-- START OF SUPPLIED RECORDS --

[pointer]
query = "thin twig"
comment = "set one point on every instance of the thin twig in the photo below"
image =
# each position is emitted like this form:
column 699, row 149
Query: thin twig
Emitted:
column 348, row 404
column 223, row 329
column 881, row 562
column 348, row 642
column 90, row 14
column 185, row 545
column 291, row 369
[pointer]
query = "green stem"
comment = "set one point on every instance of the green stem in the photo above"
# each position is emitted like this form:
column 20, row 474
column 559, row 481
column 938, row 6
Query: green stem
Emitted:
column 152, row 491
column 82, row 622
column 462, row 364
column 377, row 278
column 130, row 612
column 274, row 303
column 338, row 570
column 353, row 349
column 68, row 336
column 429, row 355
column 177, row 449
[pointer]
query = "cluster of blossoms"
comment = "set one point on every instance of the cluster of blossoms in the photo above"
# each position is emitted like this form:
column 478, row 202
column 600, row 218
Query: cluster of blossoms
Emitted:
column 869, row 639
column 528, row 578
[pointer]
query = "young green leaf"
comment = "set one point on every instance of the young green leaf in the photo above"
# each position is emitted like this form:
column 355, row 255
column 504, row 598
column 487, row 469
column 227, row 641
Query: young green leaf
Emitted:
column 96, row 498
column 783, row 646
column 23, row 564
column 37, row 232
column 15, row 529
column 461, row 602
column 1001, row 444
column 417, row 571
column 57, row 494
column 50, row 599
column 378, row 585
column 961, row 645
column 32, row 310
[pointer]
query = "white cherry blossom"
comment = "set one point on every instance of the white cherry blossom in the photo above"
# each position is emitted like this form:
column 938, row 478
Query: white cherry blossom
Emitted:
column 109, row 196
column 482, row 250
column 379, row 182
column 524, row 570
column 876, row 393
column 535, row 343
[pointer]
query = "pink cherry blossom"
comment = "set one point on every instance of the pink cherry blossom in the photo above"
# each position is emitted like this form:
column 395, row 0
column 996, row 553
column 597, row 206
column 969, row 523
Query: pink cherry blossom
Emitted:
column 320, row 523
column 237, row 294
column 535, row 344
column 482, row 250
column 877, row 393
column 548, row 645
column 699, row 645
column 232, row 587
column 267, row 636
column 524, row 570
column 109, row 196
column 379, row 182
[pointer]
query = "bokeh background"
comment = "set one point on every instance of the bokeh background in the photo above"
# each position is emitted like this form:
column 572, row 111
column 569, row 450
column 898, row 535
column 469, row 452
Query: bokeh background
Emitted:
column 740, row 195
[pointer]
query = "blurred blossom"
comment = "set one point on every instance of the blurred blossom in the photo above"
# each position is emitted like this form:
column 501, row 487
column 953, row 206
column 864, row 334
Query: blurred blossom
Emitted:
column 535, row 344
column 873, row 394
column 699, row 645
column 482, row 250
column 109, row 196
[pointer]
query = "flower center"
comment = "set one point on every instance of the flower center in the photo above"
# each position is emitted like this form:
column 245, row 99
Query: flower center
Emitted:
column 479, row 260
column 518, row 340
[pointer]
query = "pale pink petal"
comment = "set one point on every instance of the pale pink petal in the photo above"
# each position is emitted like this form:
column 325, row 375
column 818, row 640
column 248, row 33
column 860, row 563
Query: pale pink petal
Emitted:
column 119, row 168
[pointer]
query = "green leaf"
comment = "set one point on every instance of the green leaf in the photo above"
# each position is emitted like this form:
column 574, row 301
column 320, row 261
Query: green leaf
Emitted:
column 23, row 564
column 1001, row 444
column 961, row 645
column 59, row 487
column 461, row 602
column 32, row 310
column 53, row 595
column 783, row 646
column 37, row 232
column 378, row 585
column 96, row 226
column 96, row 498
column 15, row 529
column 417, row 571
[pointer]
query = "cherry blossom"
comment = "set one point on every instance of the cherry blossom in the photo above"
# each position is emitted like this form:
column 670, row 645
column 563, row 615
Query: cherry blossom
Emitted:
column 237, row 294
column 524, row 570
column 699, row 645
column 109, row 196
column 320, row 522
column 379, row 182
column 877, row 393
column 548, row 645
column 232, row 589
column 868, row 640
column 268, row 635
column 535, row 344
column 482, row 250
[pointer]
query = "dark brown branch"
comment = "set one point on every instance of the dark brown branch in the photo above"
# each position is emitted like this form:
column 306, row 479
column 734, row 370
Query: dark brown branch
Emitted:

-- END OF SUPPLIED RECORDS --
-- START OF SUPPLIED RECORDS --

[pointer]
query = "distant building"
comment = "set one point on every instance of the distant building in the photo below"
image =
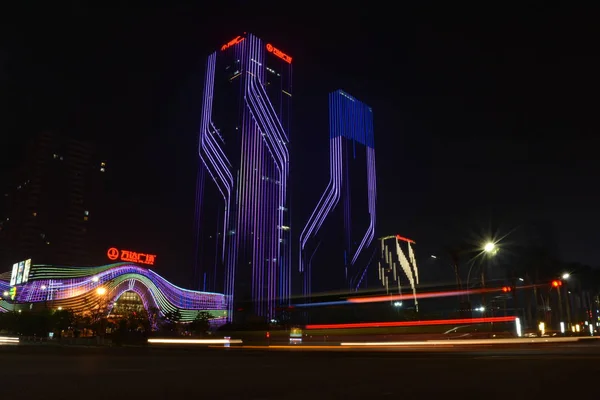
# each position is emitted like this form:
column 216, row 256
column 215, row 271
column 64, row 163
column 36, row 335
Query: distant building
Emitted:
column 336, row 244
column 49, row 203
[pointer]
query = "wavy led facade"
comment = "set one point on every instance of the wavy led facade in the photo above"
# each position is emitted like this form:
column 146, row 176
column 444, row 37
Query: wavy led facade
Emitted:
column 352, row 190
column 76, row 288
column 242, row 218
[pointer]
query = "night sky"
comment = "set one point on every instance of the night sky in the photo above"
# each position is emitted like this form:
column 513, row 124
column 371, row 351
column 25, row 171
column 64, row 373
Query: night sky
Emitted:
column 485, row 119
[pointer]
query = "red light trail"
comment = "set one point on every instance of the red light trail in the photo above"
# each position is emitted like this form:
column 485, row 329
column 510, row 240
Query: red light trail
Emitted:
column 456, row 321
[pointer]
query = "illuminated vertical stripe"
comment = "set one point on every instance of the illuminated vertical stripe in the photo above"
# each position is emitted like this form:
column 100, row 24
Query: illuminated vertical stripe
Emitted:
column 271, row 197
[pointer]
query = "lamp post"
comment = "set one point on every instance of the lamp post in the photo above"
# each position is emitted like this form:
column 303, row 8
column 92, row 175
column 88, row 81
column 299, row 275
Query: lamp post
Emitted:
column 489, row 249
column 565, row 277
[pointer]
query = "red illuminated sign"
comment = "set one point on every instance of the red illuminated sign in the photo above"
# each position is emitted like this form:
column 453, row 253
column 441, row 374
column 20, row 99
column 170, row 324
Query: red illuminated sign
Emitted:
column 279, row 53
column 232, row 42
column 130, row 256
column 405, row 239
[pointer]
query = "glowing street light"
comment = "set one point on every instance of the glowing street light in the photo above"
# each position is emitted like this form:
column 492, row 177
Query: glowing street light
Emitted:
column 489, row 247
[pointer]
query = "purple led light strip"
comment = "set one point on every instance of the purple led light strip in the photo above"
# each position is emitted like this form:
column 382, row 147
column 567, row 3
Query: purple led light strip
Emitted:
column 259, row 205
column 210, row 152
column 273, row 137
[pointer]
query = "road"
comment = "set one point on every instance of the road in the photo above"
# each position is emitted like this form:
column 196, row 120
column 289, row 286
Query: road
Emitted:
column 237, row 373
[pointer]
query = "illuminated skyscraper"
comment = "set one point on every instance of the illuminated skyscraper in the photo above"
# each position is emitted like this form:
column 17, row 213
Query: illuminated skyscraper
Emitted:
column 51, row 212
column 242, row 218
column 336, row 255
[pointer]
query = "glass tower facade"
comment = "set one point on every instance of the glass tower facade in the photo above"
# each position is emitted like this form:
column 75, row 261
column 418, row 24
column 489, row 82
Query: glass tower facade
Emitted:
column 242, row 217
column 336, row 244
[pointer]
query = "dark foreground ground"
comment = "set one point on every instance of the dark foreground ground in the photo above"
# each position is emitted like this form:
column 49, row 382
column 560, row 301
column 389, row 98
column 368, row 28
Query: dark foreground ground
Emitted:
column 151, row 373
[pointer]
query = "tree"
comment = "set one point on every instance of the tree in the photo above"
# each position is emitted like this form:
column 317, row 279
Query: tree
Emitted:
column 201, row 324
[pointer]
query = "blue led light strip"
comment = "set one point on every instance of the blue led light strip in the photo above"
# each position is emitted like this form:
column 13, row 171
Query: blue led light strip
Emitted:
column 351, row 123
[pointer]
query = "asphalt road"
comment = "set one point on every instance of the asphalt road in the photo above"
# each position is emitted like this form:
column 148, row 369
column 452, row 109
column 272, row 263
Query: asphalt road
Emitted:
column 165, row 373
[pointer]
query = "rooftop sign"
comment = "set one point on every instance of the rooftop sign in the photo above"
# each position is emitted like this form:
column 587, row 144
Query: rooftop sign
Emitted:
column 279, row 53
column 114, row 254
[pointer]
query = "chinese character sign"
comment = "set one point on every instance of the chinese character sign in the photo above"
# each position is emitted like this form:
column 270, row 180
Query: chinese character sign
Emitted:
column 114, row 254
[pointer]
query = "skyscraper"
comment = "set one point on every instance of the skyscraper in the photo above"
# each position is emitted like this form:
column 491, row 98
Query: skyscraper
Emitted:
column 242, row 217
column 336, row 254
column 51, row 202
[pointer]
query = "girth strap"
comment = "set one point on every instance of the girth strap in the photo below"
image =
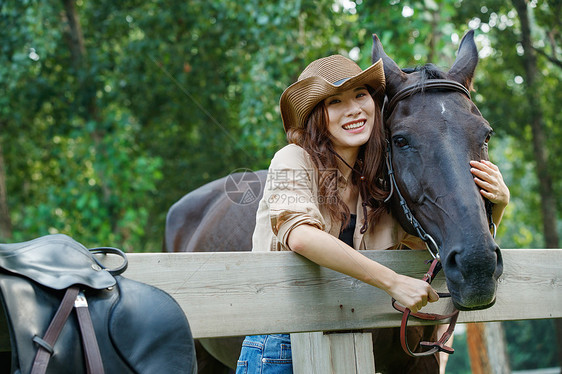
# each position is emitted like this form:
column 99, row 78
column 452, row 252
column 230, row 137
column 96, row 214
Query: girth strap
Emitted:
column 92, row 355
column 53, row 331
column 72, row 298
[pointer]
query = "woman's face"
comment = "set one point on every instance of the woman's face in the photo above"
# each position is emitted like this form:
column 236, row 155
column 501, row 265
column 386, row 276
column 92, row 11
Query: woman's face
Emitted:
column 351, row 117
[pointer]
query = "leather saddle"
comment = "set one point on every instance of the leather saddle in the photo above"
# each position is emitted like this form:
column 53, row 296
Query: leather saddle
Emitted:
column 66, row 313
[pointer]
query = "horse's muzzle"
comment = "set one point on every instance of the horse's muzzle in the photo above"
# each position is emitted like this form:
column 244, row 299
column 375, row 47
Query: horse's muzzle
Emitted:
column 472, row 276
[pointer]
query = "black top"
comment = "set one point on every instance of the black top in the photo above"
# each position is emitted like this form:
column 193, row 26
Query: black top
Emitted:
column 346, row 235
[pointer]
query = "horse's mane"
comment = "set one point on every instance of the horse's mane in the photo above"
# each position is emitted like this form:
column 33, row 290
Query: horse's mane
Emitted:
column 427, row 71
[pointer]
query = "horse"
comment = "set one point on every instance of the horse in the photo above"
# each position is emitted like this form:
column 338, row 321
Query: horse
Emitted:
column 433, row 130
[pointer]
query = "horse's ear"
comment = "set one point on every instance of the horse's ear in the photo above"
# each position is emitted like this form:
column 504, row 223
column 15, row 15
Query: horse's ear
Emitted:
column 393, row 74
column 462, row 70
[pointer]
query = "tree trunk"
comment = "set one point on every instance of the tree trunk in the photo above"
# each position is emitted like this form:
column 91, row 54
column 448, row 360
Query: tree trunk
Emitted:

-- END OF SUPPLIED RECORDS --

__WORK TO DO__.
Count the lines in the items above that contain the string "woman", matching case exactly. Reply with the number alone.

__SOLUTION__.
3